## EXTRAIT DU DOCUMENT

Il me fit signe de le suivre dans un vestiaire. Une grande pièce avec 3 rangées de casiers alignés face à des chauffes-bottes. 
" Bon. Tu mets ta tenue et tu attends ton chef "
" Mais je la prends où moi, cette tenue ? " 
" Tu n'as pas reçu de tenue quand t'es venu hier ?  Mais le vestiaire est fermé à cette heure ci ! "
" Mais je ne savais pas qu'il fallait passer la veille. L'agence m'a juste dit de me pointer à 7 h 15 " 

Dans le vestiaire quelques ouvriers rentraient déjà et commençaient à se changer tout en observant notre manège avec curiosité et amusement. Après un moment de flottement quelqu'un sortit de je ne sais quel recoin une tenue assemblant une veste trop large et un pantalon trop petit dont je me fagotais tant bien que mal. Ma journée de travail n'était pas commencée et
je faisais déjà la blague, tirant à chaque instant sur mes manches pour dégager mes mains et tentant de donner une forme décente à mon pantalon.

## DONNÉES BRUTES
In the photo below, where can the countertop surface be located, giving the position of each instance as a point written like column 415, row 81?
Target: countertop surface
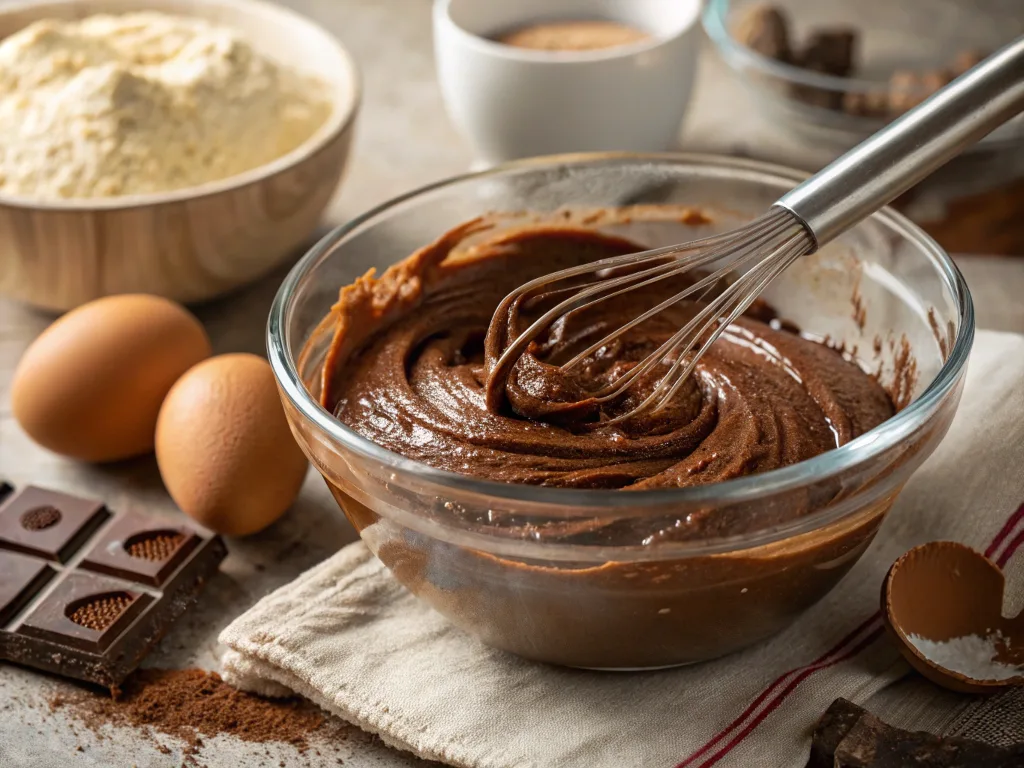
column 403, row 140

## À FAIRE
A: Recopiez, s'il vous plaît, le passage de l'extrait qui commence par « Dans le vestiaire » et s'arrête après « à mon pantalon. », en remplaçant « pantalon » par « jean ».
B: D'après l'extrait, les affirmations suivantes sont-elles exactes ? Répondez par oui ou non et citez les mots qui le prouvent. (i) Le vestiaire compte trois rangées de casiers. (ii) L'agence avait demandé de passer la veille. (iii) La veste fournie était trop petite.
Ces données n'ont aucun lien avec l'extrait.

## LES RÉPONSES
A:
Dans le vestiaire quelques ouvriers rentraient déjà et commençaient à se changer tout en observant notre manège avec curiosité et amusement. Après un moment de flottement quelqu'un sortit de je ne sais quel recoin une tenue assemblant une veste trop large et un jean trop petit dont je me fagotais tant bien que mal. Ma journée de travail n'était pas commencée et
je faisais déjà la blague, tirant à chaque instant sur mes manches pour dégager mes mains et tentant de donner une forme décente à mon jean.

B:
(i) Oui : « 3 rangées de casiers alignés ».
(ii) Non : « L'agence m'a juste dit de me pointer à 7 h 15 ».
(iii) Non : « une veste trop large ».